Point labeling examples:
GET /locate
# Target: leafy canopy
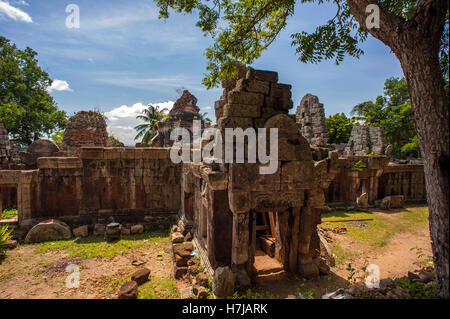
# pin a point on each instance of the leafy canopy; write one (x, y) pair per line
(243, 29)
(26, 108)
(393, 113)
(151, 116)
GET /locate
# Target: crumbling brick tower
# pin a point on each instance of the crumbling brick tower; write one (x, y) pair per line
(222, 203)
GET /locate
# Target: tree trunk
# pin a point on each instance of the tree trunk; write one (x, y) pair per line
(431, 117)
(416, 43)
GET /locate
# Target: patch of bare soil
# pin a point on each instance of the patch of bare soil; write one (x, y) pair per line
(26, 274)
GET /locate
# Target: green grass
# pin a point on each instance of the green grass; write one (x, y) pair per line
(155, 288)
(96, 246)
(9, 213)
(382, 228)
(342, 255)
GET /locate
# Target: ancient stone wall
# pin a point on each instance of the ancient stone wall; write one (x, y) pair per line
(182, 114)
(364, 140)
(84, 129)
(310, 115)
(294, 193)
(406, 180)
(9, 155)
(133, 184)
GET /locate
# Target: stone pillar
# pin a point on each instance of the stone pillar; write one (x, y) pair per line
(240, 248)
(282, 235)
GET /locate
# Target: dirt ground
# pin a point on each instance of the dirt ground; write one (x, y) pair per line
(405, 251)
(27, 274)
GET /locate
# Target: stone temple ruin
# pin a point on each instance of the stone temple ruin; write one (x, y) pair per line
(240, 220)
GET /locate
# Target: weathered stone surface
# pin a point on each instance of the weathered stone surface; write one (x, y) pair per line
(223, 282)
(241, 110)
(43, 146)
(364, 140)
(177, 238)
(393, 201)
(180, 261)
(82, 231)
(137, 229)
(48, 230)
(262, 75)
(202, 293)
(248, 98)
(279, 97)
(182, 115)
(363, 200)
(187, 293)
(128, 290)
(189, 246)
(84, 129)
(310, 115)
(202, 280)
(179, 272)
(188, 236)
(141, 276)
(99, 229)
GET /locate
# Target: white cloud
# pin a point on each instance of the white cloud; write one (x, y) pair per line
(59, 85)
(122, 120)
(14, 13)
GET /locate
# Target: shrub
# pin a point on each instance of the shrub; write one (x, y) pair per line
(5, 234)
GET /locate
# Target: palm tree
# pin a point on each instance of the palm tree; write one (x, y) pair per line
(204, 117)
(148, 130)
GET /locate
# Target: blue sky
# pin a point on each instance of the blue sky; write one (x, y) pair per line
(123, 57)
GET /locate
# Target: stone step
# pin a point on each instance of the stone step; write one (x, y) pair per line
(264, 264)
(9, 222)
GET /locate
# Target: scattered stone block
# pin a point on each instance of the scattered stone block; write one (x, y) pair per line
(82, 231)
(187, 293)
(179, 272)
(363, 201)
(99, 229)
(202, 280)
(125, 231)
(128, 290)
(188, 236)
(48, 230)
(141, 276)
(137, 229)
(189, 246)
(177, 237)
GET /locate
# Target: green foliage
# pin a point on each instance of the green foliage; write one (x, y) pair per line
(114, 142)
(5, 235)
(339, 128)
(204, 117)
(418, 289)
(58, 137)
(359, 165)
(9, 213)
(393, 113)
(26, 108)
(243, 29)
(151, 116)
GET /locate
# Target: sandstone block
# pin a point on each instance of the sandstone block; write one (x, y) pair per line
(81, 231)
(128, 290)
(48, 230)
(249, 98)
(242, 110)
(141, 276)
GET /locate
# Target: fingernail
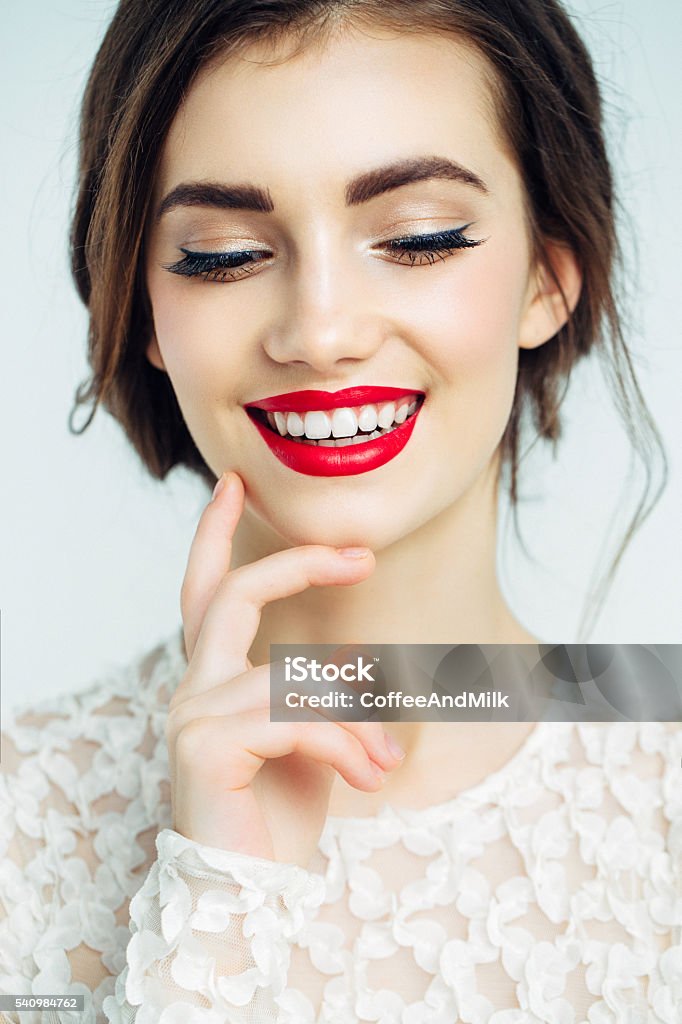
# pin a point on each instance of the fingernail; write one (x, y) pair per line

Short task: Restate each line of the records exactly; pictures do not belong in the copy.

Solution for this task:
GET /locate
# Target: leafy canopy
# pin a point on each instance of the leafy canopy; write one (x, y) pair per line
(243, 29)
(26, 108)
(393, 113)
(151, 116)
GET /locate
# Target: crumbling brick tower
# pin a point on each instance of the crumbling brick tower; write one (x, y) pair per line
(222, 203)
GET /locate
# Target: tree trunk
# pin a point on each instance of the tree trunk; write one (x, y) pair per line
(431, 117)
(416, 43)
GET /locate
# Target: patch of bare soil
# pin a point on each instance of the patch of bare soil; write one (x, y) pair per line
(26, 274)
GET /locate
# Target: green grass
# pin a point on each instance of the green grass; write one (x, y) pair per line
(155, 288)
(96, 246)
(9, 213)
(382, 228)
(342, 255)
GET /locate
# Target: ancient stone wall
# pin a point on each instance of the ancient stone wall; write one (x, y) pair per line
(182, 114)
(364, 140)
(84, 129)
(310, 115)
(294, 193)
(406, 180)
(9, 155)
(133, 184)
GET /locate
# Target: stone pillar
# pin a point on each instance of the stone pillar; write one (x, y) pair per line
(240, 248)
(282, 235)
GET /locate
# Target: dirt ground
# pin a point on each instance of the dirt ground; write one (x, y) pair per line
(405, 251)
(27, 274)
GET /locate
# Target: stone temple ruin
# pin a point on each instance of the stone temple ruin; write one (x, y) pair per line
(240, 220)
GET /locate
# Target: weathered stone surface
# pin a point on each instance of the weathered stone surface; write one (x, y) pair per line
(223, 282)
(241, 110)
(43, 146)
(364, 140)
(177, 238)
(393, 201)
(180, 261)
(82, 231)
(137, 229)
(48, 230)
(262, 75)
(202, 293)
(248, 98)
(279, 97)
(182, 115)
(363, 200)
(187, 293)
(128, 290)
(189, 246)
(84, 129)
(310, 115)
(202, 280)
(179, 272)
(188, 236)
(141, 276)
(99, 229)
GET /locate
# Target: white cloud
# pin a point on each instance of the white cloud; write one (x, y) pair per line
(59, 85)
(122, 120)
(14, 13)
GET /locate
# Target: shrub
# pin a point on each instance of the shrub; write one (x, y) pair per line
(5, 234)
GET /locate
# Target: palm tree
# pin a point on each instance of the palm tree; write one (x, y) pair per line
(204, 117)
(148, 130)
GET /locate
# Target: blue sky
# pin a point on each instance of the blue sky; write one (x, y) pair per line
(123, 57)
GET /locate
# Target: stone step
# pin a point on each instance of the stone step; write one (x, y) pair per line
(264, 264)
(9, 222)
GET /locate
# Target: scattered stone block
# pin a point on each instance of the scattered stone block; write one (x, y) pair per line
(82, 231)
(187, 293)
(179, 272)
(363, 201)
(99, 229)
(202, 280)
(125, 231)
(128, 290)
(188, 236)
(48, 230)
(141, 276)
(137, 229)
(189, 246)
(177, 237)
GET /locate
# Target: green foliage
# pin a point on each instance of the green foliage; write one (x, y) pair per line
(114, 142)
(5, 235)
(339, 128)
(204, 117)
(418, 289)
(58, 137)
(359, 165)
(9, 213)
(393, 113)
(26, 108)
(243, 29)
(151, 116)
GET /locate
# Target: sandstone block
# pin a point on each instance of the sandstone block; write one (x, y) pair per line
(81, 231)
(128, 290)
(48, 230)
(249, 98)
(242, 110)
(141, 276)
GET /locate
# Target: fingernail
# pin a point on each instance of the fingernail; write one (x, y) pair per line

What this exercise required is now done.